Written instruction> Rescale everything from the line containing "backpack shown in the photo above." down to the end of the entries, that line included, by multiplying each x and y coordinate in the answers by 1.45 and rounding to whole numbers with halves rounded up. Give only those lines again, requests included.

Excerpted data>
######

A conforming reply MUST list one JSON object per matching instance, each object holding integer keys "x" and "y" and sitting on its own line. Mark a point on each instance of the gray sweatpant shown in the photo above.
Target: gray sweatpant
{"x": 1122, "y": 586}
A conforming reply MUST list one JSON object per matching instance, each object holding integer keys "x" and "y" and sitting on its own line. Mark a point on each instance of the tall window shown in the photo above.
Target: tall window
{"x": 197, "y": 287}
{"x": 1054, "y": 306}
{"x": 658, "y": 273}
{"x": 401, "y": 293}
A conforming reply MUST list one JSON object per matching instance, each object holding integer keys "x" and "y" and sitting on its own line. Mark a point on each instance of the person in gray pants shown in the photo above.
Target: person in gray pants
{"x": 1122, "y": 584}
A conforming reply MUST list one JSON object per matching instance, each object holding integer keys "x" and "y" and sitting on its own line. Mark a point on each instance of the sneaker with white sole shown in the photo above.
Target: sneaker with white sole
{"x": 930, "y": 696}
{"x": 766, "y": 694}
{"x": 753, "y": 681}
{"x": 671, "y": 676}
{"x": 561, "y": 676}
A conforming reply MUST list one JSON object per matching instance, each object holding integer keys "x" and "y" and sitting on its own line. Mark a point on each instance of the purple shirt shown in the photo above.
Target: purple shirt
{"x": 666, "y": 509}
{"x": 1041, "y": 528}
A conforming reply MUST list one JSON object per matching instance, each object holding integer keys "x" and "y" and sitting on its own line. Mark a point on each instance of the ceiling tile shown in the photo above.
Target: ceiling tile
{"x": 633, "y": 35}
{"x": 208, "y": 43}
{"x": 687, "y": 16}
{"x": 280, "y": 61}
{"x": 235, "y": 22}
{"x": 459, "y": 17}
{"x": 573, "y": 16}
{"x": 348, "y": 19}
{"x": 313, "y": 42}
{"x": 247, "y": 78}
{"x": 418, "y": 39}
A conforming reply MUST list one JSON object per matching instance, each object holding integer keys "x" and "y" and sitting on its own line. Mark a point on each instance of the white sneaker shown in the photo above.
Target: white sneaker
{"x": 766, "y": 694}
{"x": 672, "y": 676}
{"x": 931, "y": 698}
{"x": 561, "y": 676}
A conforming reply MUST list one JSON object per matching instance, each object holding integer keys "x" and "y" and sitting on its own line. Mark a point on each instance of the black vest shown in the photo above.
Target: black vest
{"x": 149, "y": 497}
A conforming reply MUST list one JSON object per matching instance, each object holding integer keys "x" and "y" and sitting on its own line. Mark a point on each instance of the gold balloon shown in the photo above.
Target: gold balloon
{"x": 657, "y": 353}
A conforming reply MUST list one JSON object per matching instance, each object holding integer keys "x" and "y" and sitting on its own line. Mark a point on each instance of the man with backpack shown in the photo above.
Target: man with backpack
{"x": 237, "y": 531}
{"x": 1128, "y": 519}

######

Full answer>
A conforming reply MUST list one JSON object per matching instance, each object holding integer keys "x" and "y" and sitting on its own line. Mark a point on each instance of the man with backpack shown in the photo above.
Target: man with backpack
{"x": 344, "y": 770}
{"x": 1636, "y": 753}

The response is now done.